**EXERCISE DATA:**
◇ ◇ ◇ ◇

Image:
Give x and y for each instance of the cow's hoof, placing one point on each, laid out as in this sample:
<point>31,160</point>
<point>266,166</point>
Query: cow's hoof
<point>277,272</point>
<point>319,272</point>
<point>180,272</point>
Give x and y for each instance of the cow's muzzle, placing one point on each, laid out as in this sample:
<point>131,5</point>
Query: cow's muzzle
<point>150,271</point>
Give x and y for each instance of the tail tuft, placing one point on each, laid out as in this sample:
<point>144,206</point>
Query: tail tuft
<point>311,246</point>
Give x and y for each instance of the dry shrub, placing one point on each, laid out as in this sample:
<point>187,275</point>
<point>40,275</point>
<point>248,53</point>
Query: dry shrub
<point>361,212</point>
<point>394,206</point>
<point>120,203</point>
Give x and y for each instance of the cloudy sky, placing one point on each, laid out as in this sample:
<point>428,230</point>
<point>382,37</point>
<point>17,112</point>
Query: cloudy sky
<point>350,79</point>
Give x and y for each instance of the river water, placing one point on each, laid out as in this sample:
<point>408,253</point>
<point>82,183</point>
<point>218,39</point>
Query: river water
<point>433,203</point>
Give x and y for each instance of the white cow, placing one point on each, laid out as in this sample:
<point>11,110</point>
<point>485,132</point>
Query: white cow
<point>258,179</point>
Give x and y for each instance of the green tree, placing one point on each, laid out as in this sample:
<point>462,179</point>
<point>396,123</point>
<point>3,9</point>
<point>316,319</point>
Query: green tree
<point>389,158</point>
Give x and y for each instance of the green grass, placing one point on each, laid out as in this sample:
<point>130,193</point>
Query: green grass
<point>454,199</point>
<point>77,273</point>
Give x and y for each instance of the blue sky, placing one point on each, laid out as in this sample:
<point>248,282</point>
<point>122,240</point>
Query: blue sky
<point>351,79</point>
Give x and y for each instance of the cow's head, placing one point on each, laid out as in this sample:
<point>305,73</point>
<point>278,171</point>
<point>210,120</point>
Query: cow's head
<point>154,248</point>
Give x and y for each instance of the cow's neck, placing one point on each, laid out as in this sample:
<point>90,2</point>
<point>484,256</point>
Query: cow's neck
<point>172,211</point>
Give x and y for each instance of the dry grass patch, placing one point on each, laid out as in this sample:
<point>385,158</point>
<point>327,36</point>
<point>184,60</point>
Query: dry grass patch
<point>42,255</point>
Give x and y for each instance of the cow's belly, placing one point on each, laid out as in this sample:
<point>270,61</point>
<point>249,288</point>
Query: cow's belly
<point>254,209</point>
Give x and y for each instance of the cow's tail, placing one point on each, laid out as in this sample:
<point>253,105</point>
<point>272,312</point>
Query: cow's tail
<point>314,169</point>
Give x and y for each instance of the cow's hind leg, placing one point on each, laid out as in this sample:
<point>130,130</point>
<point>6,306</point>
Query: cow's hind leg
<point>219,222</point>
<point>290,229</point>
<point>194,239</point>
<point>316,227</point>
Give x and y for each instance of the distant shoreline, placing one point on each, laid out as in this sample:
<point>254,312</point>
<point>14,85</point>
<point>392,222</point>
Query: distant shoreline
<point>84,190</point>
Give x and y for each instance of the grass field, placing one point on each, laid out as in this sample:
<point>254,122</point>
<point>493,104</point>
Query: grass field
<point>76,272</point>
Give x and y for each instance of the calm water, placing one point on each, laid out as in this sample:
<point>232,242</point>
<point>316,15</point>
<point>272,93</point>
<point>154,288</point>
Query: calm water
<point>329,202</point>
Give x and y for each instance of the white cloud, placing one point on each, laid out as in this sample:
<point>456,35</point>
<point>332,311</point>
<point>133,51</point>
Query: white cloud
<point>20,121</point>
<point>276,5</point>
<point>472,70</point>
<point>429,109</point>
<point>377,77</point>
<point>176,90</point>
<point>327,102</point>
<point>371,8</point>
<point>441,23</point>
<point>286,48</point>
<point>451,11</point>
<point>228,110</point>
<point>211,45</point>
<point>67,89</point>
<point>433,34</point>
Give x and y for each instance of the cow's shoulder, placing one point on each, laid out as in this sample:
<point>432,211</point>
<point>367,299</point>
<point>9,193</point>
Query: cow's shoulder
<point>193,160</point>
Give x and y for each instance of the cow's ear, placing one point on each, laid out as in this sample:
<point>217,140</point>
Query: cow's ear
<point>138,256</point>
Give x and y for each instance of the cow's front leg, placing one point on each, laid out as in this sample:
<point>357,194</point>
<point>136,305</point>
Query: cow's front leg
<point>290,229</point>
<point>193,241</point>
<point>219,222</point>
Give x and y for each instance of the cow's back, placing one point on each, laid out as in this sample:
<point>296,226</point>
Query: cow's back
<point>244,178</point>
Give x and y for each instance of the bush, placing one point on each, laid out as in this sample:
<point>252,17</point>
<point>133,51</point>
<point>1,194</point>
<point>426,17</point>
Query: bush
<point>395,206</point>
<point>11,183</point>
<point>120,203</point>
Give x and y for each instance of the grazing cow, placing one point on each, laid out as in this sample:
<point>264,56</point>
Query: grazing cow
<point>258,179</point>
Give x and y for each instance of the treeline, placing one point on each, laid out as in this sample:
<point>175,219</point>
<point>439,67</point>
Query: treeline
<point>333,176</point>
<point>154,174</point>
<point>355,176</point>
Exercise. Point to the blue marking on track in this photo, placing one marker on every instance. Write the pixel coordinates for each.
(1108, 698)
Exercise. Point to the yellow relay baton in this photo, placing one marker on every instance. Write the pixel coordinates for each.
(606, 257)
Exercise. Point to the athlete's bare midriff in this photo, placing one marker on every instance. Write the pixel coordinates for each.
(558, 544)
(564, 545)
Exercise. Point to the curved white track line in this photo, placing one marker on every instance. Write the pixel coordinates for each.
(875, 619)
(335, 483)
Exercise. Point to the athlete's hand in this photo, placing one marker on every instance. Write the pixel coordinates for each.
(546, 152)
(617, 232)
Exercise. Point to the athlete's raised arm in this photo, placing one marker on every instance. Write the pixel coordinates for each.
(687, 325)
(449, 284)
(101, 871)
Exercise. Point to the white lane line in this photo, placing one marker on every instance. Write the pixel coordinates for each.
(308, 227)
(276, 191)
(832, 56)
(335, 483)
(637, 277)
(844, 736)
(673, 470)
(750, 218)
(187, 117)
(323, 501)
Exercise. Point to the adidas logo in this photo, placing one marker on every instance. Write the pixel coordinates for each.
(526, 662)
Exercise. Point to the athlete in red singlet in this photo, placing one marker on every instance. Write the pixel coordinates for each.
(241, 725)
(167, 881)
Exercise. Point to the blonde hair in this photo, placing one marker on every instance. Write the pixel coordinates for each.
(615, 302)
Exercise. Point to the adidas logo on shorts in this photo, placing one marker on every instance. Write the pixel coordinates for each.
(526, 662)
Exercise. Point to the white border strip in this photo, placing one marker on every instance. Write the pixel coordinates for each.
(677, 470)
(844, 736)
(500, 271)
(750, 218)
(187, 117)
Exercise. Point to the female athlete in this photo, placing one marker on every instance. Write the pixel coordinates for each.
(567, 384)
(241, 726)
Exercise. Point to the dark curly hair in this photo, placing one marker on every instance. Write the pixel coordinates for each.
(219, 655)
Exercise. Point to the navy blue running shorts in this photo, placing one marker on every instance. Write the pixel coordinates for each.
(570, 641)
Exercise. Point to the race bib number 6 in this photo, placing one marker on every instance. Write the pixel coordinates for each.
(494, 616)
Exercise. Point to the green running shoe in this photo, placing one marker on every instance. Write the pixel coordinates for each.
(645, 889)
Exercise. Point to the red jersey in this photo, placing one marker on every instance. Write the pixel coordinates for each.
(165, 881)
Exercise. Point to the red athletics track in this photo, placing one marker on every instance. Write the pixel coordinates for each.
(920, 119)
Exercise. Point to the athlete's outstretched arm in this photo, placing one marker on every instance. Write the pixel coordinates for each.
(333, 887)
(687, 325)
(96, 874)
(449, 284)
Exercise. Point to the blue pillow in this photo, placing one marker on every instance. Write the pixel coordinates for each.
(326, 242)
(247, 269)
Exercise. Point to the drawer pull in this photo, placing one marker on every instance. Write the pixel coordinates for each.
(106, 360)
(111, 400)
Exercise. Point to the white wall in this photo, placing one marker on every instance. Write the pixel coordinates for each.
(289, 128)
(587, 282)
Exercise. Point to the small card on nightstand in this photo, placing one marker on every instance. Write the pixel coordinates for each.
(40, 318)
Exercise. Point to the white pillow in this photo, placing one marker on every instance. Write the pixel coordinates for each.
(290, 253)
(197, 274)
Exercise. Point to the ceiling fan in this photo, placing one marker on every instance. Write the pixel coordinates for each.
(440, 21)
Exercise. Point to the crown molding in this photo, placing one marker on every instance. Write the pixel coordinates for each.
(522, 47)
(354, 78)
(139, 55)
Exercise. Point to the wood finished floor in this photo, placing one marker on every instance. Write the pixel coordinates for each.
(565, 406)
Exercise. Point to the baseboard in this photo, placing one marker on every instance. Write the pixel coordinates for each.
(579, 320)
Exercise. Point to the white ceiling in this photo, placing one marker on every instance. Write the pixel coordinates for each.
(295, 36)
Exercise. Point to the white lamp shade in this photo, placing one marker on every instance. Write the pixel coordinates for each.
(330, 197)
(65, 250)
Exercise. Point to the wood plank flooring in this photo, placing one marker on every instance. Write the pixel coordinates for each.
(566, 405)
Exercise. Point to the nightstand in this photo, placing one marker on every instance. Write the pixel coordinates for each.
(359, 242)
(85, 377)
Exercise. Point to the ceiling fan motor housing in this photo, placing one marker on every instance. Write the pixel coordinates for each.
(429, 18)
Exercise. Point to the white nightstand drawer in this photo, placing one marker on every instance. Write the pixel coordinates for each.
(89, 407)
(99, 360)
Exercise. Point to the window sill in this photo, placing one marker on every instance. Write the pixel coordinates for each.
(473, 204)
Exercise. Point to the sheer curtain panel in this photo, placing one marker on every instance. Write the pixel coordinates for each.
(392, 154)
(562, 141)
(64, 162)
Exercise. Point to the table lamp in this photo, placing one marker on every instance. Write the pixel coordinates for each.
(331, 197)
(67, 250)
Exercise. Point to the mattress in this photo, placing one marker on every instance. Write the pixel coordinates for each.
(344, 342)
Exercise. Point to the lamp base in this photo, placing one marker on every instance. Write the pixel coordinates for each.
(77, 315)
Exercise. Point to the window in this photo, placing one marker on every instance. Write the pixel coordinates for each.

◇ ◇ ◇ ◇

**ACTIVITY:** Copy word for word the stretch of entries above from the line that has "<point>136,305</point>" through the line that has "<point>426,17</point>", both ends included, and nothing outside it.

**RESULT OF THIS EXERCISE:**
<point>136,305</point>
Query: cow's front leg
<point>290,229</point>
<point>193,241</point>
<point>219,222</point>
Give x and y for each instance of the cow's back, placing one point on each, laid out as in this sample:
<point>296,226</point>
Query: cow's back
<point>244,178</point>
Give x and y for each instance of the bush, placing one point on each, laid out as in this sample:
<point>252,17</point>
<point>133,51</point>
<point>1,194</point>
<point>426,17</point>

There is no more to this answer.